WORK TO COMPLETE =>
A – In the code excerpt of the commit page on the tOrP0 offset fix, which variable names appear on the left side of an assignment ("=")? List every one.
B – Extend the commit page on the tOrP0 offset fix with the code that comes next after its final line.

SOURCE TEXT =>
···

D1.3: Fix tOrP0 offset - scale FP32 columns to BF16 elements

tmem_p0_offset is in FP32 columns, but tOrP uses BF16 elements.
Offset = p0_offset * (32/16) = p0_offset * 2.
This commit is contained in:
2026-05-23 21:02:04 +00:00
parent f3f2ab4b50
commit 295e5a8c2f

View File

@@ -175,11 +175,13 @@ class FmhaKernel:
tOrP = tOrP_base[(None,None,None,0)]
tCrP = pv_mma.make_fragment_A(sP)
# tOrP0: PV A-operand with TMEM column offset for P0 (TMEM-P path).
# The softmax warps store P at tmem_p0_offset columns. PV MMA must read
# from the same offset. For SMEM-P, tOrP is bound to sP (not TMEM).
# Must be defined unconditionally (CuTeDSL scoping: no if/else for variables).
p0_col_offset = self.qk_acc_dtype.width // self.q_dtype.width * max(self.tmem_p0_offset, 0)
tOrP0 = cute.make_tensor(tOrP.iterator + p0_col_offset, tOrP.layout)

···

MATERIAL =>
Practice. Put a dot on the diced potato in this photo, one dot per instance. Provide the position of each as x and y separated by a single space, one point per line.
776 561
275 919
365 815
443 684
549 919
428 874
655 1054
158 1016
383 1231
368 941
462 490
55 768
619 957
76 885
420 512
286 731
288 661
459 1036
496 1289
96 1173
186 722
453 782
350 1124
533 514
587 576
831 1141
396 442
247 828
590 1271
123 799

···

RESPONSES FOR EACH TASK =>
A – tOrP, tCrP, p0_col_offset, tOrP0

B –
# The softmax warps store P at tmem_p0_offset FP32 columns. PV MMA's
# tOrP fragment uses BF16 elements. Offset in BF16 elements =
# tmem_p0_offset * (FP32_width / BF16_width) = offset * 2.
# For SMEM-P, offset is 0 (P not in TMEM).
# Must be defined unconditionally (CuTeDSL scoping).
_p0_bf16_offset = max(self.tmem_p0_offset, 0) * (32 // 16) # Python int
tOrP0 = cute.make_tensor(tOrP.iterator + _p0_bf16_offset, tOrP.layout)
tCtO_fake = pv_mma.make_fragment_C(cute.append(pv_as, self.num_acc_stage))
pipeline.pipeline_init_wait(cluster_shape_mn=cl_vmnk)